[WHAT TO DO]:
Find the line that contains "of the wheelhouse"; then retype it and each line after it, exactly, through the final line of the data below.

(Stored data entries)
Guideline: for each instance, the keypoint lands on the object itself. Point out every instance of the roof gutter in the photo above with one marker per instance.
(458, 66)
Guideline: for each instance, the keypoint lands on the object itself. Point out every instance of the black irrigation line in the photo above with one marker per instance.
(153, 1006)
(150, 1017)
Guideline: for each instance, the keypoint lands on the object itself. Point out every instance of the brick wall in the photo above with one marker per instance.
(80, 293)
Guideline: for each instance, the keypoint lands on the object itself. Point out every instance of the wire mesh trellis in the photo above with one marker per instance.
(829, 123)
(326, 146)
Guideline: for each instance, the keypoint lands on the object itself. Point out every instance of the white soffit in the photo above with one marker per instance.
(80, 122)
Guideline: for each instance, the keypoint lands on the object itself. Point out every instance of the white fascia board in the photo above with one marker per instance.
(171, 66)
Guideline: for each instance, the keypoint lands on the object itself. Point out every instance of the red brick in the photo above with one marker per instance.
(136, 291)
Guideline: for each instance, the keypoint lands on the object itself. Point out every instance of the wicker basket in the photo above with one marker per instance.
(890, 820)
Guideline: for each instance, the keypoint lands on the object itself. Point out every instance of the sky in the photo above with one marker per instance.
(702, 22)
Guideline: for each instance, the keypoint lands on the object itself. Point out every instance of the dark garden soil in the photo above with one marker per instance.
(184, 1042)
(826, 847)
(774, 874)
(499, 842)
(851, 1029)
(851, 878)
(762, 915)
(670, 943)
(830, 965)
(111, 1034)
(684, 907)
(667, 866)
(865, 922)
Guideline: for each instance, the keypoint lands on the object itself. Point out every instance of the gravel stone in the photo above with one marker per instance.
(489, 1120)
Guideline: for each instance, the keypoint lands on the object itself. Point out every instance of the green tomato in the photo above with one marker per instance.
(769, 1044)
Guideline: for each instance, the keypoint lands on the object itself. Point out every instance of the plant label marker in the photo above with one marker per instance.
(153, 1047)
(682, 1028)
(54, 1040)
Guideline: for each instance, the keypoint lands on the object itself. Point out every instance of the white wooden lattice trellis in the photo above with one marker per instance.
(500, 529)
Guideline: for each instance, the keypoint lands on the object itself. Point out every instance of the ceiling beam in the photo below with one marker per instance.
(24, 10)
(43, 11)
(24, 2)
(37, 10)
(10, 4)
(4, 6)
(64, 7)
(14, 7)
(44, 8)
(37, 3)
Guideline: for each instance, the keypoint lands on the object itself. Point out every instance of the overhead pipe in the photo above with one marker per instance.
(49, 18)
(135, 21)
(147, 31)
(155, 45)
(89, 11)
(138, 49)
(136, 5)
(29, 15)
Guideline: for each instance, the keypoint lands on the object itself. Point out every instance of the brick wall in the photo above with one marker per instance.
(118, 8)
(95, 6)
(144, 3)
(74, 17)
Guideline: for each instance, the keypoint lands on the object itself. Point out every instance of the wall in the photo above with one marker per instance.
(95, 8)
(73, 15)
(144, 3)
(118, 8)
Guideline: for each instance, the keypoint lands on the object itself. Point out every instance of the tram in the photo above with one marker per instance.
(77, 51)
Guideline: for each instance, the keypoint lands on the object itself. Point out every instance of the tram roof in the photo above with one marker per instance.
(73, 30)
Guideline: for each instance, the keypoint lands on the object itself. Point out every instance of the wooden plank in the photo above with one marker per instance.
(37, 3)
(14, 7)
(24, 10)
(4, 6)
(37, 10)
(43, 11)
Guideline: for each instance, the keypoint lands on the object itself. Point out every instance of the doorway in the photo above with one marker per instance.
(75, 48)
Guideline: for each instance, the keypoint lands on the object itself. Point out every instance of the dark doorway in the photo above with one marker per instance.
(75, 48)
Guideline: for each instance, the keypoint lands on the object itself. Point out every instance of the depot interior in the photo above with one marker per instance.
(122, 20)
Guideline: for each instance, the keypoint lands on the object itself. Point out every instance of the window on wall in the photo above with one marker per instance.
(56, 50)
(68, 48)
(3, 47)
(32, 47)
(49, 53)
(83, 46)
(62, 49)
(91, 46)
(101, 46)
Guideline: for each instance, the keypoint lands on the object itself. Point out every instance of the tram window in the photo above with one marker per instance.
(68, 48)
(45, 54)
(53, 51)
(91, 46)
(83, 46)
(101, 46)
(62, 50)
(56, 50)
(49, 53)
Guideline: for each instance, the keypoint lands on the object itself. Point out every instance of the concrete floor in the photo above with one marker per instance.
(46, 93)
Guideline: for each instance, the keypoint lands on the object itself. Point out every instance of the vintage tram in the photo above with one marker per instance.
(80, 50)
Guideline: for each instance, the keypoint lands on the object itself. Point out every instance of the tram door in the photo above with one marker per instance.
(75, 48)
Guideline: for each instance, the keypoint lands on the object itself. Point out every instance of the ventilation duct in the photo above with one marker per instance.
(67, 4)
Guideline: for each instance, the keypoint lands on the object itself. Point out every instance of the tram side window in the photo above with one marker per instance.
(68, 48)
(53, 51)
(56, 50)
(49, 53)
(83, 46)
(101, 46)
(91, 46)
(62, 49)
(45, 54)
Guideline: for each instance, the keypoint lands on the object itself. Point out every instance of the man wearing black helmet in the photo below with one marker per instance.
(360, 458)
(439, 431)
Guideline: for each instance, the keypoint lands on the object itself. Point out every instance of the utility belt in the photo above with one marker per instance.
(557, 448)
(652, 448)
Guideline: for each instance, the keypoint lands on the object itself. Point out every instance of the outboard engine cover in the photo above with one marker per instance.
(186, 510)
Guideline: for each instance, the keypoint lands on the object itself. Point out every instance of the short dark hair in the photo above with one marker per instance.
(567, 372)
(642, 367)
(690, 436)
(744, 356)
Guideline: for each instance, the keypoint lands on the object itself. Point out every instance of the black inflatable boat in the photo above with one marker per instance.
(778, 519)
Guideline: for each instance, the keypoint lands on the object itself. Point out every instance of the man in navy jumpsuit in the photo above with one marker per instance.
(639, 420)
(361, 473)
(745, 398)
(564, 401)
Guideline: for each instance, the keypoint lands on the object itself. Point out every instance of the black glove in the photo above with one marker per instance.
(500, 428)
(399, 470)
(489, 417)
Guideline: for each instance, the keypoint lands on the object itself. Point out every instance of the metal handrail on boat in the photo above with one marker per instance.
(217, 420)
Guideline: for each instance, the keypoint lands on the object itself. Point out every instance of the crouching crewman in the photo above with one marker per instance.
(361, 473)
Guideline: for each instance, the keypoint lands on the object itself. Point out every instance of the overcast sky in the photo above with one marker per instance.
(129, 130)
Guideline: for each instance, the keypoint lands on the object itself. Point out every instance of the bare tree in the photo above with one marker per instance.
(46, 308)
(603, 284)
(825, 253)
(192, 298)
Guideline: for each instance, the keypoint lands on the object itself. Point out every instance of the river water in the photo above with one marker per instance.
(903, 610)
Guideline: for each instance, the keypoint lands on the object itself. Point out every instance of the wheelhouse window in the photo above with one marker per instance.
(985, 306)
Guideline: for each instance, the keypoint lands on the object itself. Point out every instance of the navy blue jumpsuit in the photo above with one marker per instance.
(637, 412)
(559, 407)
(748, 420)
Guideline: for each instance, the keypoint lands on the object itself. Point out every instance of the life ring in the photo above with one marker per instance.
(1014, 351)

[REPLY]:
Guideline: for each instance, the keypoint lands on the object itself. Point out every instance of the wheelhouse window in the photo above with one marker per instance.
(985, 306)
Guideline: for each instance, the keypoint lands on the object itself. Point out every instance of the navy blue jumpsuit in the photo above with one marker per instance.
(637, 412)
(559, 407)
(748, 420)
Guideline: for each instance, the keypoint lands on the object itself. Point out every instance of the life ring in the photo above with one marker per instance.
(1014, 351)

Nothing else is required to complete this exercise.